### Source passage:
The Holy Trinity – Communication Through Word and Art

Is communication just a trait of human beings? Is it a trait of God?

The Dogma of the Holy Trinity is one of the great Mysteries of the Christian Faith.  All Christians acknowledge and accept that The One True God, the divine Holy Trinity, are three separate and distinct Persons of the Father, Son, and Holy Spirit. The Holy Trinity is not three separate Gods. They are one God in three Divine Persons. This is known as the dogma of the “consubstantial” Trinity: each of the three Persons is God – completely and entirely.

These ideas were debated and verified by the assembled bishops at the First Council of Nicaea in AD 325 and subsequent Councils (specifically the ecumenical Council of Nicaea/Constantinople in AD 381).

In the 13th century the Fourth Lateran Council stated: “Each of the Persons is that supreme reality (nature, essence, and substance) of God” (confer Catechism of the Catholic Church, 2nd edition, paragraphs 198 through 315, pp. 54-84).

These three Divine Persons relate and communicate among themselves and desire to communicate and relate with Their creation. This is verified through Holy Scripture, Sacred Tradition, and the historic teachings of the Apostles, the Ecumenical Councils, and the saints of the Church.

The  first of Their creation, the nine choirs of angels, communicate with God and each other, too.

Obviously, human beings communicate and relate through speech, behavior, and the written word, though at times, not very well. To a much lesser extent, there is “communication” in the other members of the animal kingdom (by instinct, chemical, and behavioral signals) and in the plant kingdom (through chemical signals).

God the Father has communicated specifically through His Word, the incarnated Son, Jesus Christ. In accordance with the Father’s will the human Jesus is “born of a woman” into space and time through the great Mystery of the Incarnation of Christ.

Jesus agreed to humbly obey His Father’s will. Through His Incarnation the Divine Son Jesus expresses His two natures: human and divine. He does this while “hiding” the full majesty of His divinity (except for the moments of His Transfiguration, Resurrection, and subsequent appearances to His Apostles).

### Supplied entries:
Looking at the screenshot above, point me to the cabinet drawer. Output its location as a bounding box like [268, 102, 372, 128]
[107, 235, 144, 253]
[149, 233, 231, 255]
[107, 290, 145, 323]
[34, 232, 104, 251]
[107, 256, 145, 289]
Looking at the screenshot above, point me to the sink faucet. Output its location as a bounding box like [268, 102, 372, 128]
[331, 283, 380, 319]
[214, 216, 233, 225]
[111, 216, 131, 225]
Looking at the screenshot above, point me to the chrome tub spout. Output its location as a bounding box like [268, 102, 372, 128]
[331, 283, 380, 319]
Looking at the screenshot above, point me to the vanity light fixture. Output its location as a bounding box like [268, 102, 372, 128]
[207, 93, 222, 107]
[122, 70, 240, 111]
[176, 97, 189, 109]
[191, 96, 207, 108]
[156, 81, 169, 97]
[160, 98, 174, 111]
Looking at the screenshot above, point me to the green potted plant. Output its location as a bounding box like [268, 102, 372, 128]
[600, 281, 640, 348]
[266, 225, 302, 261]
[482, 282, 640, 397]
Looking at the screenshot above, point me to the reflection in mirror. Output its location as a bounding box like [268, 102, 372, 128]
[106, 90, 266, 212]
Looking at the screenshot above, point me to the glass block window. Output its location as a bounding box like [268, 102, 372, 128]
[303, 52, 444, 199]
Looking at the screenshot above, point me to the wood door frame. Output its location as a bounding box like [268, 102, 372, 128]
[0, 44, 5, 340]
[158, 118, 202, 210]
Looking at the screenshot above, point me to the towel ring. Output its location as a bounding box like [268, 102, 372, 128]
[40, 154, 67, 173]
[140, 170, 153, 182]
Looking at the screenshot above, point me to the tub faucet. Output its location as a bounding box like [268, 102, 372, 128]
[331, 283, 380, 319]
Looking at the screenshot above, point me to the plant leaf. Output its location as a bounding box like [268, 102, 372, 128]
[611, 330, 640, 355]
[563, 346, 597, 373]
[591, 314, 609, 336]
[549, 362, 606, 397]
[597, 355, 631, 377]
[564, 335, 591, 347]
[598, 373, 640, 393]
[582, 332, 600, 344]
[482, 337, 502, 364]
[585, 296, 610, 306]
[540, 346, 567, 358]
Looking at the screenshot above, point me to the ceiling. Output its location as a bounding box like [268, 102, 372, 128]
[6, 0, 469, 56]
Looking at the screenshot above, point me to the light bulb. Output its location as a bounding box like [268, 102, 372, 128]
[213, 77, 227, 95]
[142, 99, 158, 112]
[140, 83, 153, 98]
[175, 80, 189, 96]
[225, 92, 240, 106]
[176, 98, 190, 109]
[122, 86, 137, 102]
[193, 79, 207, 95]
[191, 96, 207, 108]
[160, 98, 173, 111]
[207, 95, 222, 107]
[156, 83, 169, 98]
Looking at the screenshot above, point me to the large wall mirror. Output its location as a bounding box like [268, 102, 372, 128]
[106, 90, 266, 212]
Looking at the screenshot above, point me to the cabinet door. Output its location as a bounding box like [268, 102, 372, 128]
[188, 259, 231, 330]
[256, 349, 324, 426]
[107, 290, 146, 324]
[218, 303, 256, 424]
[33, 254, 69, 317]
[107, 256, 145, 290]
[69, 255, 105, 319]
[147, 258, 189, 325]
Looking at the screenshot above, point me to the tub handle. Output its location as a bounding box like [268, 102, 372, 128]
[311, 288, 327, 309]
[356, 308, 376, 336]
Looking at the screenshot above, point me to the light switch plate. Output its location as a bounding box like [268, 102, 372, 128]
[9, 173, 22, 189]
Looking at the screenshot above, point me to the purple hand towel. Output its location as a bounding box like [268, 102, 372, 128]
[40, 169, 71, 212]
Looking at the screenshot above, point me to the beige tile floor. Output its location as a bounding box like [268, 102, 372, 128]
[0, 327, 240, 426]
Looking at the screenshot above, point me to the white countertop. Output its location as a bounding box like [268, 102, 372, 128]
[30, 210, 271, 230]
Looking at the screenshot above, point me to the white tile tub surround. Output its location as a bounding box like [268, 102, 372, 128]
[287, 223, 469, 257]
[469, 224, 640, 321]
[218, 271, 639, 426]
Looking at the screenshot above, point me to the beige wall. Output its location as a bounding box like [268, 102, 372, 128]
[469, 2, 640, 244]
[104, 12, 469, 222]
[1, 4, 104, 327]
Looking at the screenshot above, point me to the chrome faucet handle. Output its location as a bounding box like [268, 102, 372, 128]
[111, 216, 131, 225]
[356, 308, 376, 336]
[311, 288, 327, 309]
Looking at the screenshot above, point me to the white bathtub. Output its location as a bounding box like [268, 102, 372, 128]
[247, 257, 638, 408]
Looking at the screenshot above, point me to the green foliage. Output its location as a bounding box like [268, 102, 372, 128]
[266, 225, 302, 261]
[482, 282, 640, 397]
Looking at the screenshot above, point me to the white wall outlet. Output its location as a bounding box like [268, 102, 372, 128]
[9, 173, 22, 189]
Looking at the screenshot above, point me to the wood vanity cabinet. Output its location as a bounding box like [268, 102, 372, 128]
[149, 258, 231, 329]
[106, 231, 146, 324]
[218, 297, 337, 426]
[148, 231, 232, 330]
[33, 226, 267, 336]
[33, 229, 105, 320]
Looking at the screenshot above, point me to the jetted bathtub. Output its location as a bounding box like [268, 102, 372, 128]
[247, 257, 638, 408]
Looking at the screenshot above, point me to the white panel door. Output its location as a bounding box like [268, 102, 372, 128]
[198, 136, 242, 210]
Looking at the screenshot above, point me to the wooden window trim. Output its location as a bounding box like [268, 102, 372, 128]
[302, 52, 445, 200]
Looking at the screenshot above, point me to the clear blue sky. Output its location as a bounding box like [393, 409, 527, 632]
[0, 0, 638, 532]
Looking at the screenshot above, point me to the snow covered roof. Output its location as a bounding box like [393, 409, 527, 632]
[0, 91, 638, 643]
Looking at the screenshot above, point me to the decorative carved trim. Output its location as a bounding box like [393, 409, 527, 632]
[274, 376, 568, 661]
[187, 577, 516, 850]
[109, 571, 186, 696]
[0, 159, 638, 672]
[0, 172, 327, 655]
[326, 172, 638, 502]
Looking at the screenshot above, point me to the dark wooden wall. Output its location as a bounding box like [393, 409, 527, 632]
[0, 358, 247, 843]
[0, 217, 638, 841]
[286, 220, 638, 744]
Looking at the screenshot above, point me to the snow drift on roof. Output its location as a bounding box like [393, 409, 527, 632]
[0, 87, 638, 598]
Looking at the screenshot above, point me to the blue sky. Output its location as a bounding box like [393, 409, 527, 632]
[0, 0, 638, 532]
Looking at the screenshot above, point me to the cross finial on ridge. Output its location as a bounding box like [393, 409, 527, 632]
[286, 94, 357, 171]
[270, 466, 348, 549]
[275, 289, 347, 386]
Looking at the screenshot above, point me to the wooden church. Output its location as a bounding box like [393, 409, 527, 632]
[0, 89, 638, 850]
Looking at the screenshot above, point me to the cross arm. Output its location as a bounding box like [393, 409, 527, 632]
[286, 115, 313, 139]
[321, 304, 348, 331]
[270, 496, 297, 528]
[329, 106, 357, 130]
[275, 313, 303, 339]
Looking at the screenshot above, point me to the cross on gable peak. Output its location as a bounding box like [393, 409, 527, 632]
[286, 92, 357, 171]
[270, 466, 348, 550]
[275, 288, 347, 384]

### Stated task:
Please continue the passage on the Holy Trinity and communication from its last sentence. The rows aren't needed here.

### Exercise response:
The Holy Spirit (as the Council of Florence stated in 1439) “Is eternally from the Father and Son; He has His nature and subsistence at once from the Father and the Son. He proceeds eternally from both as from one principle and through one spiration (the life-giving breath of God).”

“When the Father sends His Word to His Creation He also sends His Breath. “Jesus and the Holy Spirit are on a joint mission, while at the same time being distinct but inseparable. It is the Son who is seen, the visible image of the invisible God, while it is the Holy Spirit that reveals Him.” (please refer to page 181 of the Catechism of the Catholic Church, 2nd edition, also pages 54 through 90).

The Holy Spirit communicates and spiritually shapes us through the Holy Scriptures, liturgical and private prayer, the teachings of the Western and Eastern Rites of the Church, and with the Father and Son in the seven Holy Sacraments (in the Eastern Rites – the Holy Mysteries).

The solemnity of Pentecost recalls the full expression of the Holy Spirit’s “Fruits and Gifts” to the Apostles, and through the Holy Sacraments to us, too  (refer in the Christian Scriptures to the Acts of the Apostles chapter 2, verses 1 – 42; and in St. Paul’s letters to the Galatians chapter 5: verses 22 ff; and 1st Corinthians chapter 12, verses 4 ff; also refer in the Hebrew Scriptures  to the book of the prophet Isaiah chapter 11, versus 2 – 3).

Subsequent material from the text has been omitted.